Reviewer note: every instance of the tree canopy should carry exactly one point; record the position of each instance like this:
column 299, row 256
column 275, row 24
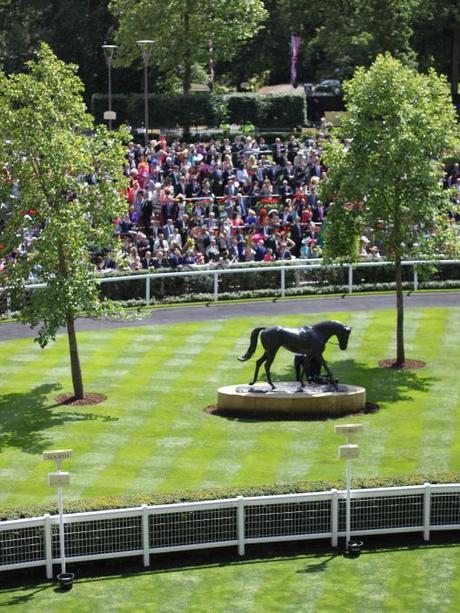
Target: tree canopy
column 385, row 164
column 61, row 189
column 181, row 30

Request -
Set out every line of the records above as a numbered list, skipping blank lines and leaving the pictures out.

The reply -
1. Reviewer note: every instance of the tree canopy should carry exactly one point; record the position of each instance like this:
2. column 299, row 256
3. column 275, row 24
4. Target: tree canopy
5. column 385, row 164
6. column 61, row 189
7. column 181, row 30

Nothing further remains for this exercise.